ACTIVITY LIST:
1) In the bFGF expression text, why did removing the OmpA signal peptide raise bFGF yields? Answer in one to three sentences.
2) Resume the bFGF expression text after its final sentence and write what comes next.

Expression of bFGF in E. coli JM101 transformants harboring the four plasmids: pWK3R, pWK3ROmpAd, pWK311R and pWK311ROmpAd (FIG. 1) was first compared in shake flasks under IPTG induction. Western blot analysis of culture samples revealed that in addition to JM101 [pWK3R], which was capable of producing bFGF as reported previously⁹, the other three transformants were also able to express bFGF as a fully processed protein (Table 2). The results support the conclusion that the precursor/intermediate products, including EGF-VMA-bFGF, OmpA-EGF-VMA-bFGF-VMA-bFGF, OmpA-EGF-VMA-bFGF and EGF-VMA-bFGF-VMA-bFGF, which were initially expressed in the three transformants harboring the construct derivatives, were able to undergo auto-cleavable activities to yield bFGF (Table 2), with the developments similar to that observed previously in transformant JM101 [pWK3R].

Despite employing the same regulatory controls and intein, VMA, the four constructs resulted in noticeable difference in the level of bFGF expression (FIG. 2). The results revealed that the three plasmid derivatives were more efficient than pWK3R in expressing bFGF (FIG. 2). The improvements were likely attributable to a two-fold increase in the copy number of the bfgf gene, in particular when constructs pWK311R and pWK311ROmpAd (FIG. 1) were considered. Their levels of bFGF expression were significantly higher than that resulting from pWK3R (FIG. 2).

On the other hand, deletion of the OmpA signal peptide from the precursor products was notably beneficial to the overall expression of bFGF. Without the signal peptide, essentially all resources for bFGF production would be confined in the cytoplasm, as in the case of JM101 [pWK3ROmpAd] and JM101 [pWK311ROmpAd], thereby providing higher yields of bFGF than their respective counterparts, JM101 [pWK3R] and JM101 [pWK311R] (FIG. 2), in which their constructs contained the ompA leader (FIG. 1).

Primary Structure of bFGF Expressed in E. coli Tranformants Harboring the Four Constructs

The primary structure of bFGF purified from the culture media and cell lysates of E. coli transformants harboring pWK3R, pWK3ROmpAd, pWK311R and pWK311ROmpAd was determined as previously reported⁹. Sequencing results confirmed that both the supernatant and cytoplasmic bFGF samples purified from the cultures of the four transformants contained the correct N-and C-termini (Table 2), supporting the conclusion that the bFGF samples comprised 146 aa residues, with the same composition as that of native bFGF. Another noteworthy point concerns the homogeneity of bFGF resulting from the expression of constructs pWK311R (FIG. 1C) and pWK311ROmpAd (FIG. 1D), each of which possessed two copies of the bfgf gene fused with two copies of vma to form a DNA fusion: vma/bfgf/vma/bfgf. Although the leftward bfgf gene in both of the constructs concerned was flanked by two copies of vma, aa composition analysis revealed the presence of a homogeneous set of tryptic peptides derived from the hydrolysis of bFGF (Table 2). The results support the conclusion that irrespective of whether bFGF is fused at either the N-or C-terminus of VMA, intriguingly, the cleavage at either junction is precisely accomplished as desired to yield the authentic product.

DATASET RECORDS:
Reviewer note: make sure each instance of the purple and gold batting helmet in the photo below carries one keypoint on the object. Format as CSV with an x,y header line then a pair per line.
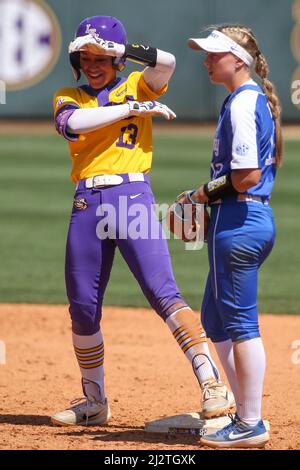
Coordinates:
x,y
108,28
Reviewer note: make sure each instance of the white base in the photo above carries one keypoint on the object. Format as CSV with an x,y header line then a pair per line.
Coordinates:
x,y
190,423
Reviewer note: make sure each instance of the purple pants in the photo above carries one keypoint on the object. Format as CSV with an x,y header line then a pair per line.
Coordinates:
x,y
90,254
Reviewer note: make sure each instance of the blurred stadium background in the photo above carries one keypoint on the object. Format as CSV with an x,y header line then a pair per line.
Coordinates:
x,y
35,191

PER-TASK OUTPUTS:
1) Without the OmpA signal peptide, essentially all resources for making bFGF stay in the cytoplasm. So JM101 [pWK3ROmpAd] and JM101 [pWK311ROmpAd] gave higher yields than JM101 [pWK3R] and JM101 [pWK311R], whose constructs kept the ompA leader.

2)
Activities of bFGF Expressed by Constructs pWK3ROmpAd, pWK311R and pWK311ROmpAd

Purified bFGF from both culture media and lysates of transformants JM101 [pWK3ROmpAd], JM101 [pWK311R] and JM101 [pWK311ROmpAd] were assayed for mitogenic activities performed as described previously ⁹. The results revealed that all bFGF samples were as potent as that of the authentic standard (FIG. 5), supporting the fact that bFGF detected in either the cytoplasm or the culture media of all three transformants are fully bioactive. FIG. 5 is a graph showing Samples of bFGF were purified from IPTG induced cultures of JM101[pWK3ROmpAd], JM101[pWK311R] and JM101[pWK311ROmpAd]. The assays for mitogenic effects of bFGF on the proliferation of BALB/C 3T3 fibroblast cells were described in Methods. The bioactivities of standard bFGF (), JM101[pWK3ROmpAd] (), JM101[pWK311R] () and JM101[pWK311ROmpAd] () are shown. The comparison shows that the bioactivities of the three recombinant bFGF samples and standard bFGF form a superimposed line, supporting that their bioactivities share the same potency.

Fermentative Production of bFGF

Among the four constructs studied, pWK311ROmpAd provided the best performance in bFGF expression (FIG. 2). Therefore, the ability of JM101 [pWK311ROmpAd] to express bFGF using a modified protocol of the fed-batch fermentation process with continuous glucose feeding developed previously for EGF expression was investigated. However, there were two distinct differences between the current approach and that reported previously ¹⁵. First, IPTG induction was excluded. This was counter intuitive because in the past IPTG was considered and used to increase efficiency of transcription thus to enhancing gene expression of production of the target protein. Second, the duration of feeding was reduced from the formerly reported 9 h to 6 h in this study. This was also counter intuitive because longer feeding time was considered to allow more time for nutrient supply thus to increase gene expression or target protein production. Moreover, after feeding, the cultivation was allowed to continue for 7 more h prior to harvesting (Methods).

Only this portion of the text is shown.